====== Input records ======

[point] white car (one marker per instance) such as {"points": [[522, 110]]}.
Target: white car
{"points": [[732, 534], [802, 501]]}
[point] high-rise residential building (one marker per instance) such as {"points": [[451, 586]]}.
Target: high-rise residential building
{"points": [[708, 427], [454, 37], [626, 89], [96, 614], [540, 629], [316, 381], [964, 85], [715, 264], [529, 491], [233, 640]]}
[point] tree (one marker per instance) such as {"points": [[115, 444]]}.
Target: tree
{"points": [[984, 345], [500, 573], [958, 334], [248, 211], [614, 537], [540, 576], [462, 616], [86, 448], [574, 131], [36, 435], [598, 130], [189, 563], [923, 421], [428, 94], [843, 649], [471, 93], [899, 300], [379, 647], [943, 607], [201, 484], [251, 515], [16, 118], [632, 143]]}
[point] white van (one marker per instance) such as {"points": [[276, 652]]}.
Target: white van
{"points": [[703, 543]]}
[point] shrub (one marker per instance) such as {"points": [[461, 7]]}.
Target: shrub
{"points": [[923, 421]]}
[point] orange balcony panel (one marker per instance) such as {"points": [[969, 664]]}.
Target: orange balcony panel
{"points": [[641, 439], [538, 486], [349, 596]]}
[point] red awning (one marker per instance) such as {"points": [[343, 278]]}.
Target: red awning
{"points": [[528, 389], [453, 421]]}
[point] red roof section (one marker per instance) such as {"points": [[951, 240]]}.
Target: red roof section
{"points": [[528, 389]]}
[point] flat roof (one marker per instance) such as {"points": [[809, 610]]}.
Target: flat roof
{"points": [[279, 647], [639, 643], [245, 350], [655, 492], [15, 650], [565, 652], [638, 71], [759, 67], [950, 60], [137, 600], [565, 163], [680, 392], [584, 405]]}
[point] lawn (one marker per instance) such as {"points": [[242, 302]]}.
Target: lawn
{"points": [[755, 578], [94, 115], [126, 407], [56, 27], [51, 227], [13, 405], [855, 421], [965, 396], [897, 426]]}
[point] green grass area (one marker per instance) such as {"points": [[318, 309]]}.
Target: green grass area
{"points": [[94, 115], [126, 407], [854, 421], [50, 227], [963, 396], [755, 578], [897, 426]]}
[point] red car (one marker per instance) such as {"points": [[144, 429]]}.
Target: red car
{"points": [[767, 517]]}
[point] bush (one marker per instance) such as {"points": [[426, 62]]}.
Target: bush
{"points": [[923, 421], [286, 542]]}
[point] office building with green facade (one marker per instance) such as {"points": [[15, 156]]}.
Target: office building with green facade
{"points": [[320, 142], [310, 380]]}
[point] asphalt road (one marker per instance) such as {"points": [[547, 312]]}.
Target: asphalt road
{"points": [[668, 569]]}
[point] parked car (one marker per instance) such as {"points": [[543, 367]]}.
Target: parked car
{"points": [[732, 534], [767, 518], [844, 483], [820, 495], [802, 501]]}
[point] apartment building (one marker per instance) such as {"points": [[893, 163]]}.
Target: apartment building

======
====== Input records ======

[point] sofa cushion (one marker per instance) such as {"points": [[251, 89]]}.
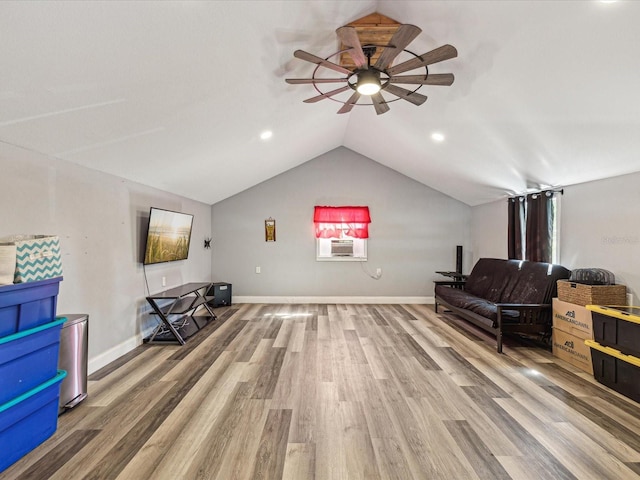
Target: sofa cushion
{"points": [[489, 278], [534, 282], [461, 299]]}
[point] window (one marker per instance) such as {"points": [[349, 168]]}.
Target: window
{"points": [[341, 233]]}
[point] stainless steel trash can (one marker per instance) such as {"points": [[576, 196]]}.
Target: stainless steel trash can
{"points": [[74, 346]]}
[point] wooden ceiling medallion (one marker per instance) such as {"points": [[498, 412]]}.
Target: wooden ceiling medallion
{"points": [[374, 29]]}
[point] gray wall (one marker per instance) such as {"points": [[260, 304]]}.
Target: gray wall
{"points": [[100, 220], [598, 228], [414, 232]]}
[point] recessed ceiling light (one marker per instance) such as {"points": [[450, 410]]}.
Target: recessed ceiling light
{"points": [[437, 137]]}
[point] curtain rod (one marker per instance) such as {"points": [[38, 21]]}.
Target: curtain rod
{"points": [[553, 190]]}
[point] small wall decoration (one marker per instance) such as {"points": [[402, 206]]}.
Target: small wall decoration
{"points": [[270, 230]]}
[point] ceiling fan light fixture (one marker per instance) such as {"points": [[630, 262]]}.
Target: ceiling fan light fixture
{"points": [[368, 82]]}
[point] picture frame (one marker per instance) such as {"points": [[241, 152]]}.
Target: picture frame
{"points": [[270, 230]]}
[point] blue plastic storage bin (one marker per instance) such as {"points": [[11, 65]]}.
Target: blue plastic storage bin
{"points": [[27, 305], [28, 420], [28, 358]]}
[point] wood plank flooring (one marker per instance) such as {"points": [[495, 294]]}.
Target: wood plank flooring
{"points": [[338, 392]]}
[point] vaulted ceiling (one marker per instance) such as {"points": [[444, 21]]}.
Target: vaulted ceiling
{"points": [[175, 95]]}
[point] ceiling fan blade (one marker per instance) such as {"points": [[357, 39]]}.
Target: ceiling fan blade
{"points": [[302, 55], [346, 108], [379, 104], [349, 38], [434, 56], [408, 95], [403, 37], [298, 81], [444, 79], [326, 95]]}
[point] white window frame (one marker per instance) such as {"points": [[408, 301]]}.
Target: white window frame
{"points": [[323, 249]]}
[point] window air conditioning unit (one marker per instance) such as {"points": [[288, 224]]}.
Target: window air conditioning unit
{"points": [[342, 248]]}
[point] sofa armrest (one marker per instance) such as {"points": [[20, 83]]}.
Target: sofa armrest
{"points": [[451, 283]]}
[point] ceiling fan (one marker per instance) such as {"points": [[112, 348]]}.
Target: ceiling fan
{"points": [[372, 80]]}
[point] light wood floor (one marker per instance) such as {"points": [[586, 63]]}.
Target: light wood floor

======
====== Input records ======

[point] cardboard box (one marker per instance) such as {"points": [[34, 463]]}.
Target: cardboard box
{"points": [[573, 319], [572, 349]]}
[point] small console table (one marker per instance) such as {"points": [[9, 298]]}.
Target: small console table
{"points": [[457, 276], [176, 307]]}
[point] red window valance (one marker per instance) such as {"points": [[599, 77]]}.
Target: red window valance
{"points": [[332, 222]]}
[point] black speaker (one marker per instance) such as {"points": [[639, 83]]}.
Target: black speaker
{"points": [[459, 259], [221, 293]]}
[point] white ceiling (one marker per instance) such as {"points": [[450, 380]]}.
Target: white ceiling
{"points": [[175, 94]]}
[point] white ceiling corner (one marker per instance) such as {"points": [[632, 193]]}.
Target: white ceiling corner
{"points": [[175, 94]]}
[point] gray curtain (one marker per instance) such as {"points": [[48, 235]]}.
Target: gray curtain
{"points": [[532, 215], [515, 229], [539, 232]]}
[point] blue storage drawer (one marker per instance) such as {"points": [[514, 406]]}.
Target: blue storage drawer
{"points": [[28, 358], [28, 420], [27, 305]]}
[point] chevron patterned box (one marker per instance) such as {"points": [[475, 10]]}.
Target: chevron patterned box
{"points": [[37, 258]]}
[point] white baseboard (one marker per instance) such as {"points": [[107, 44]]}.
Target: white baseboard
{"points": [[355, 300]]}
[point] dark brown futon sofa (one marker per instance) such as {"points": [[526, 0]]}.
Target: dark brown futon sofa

======

Task:
From the listing above, how many lines contain the word "dark"? Give only the number.

Your solution:
2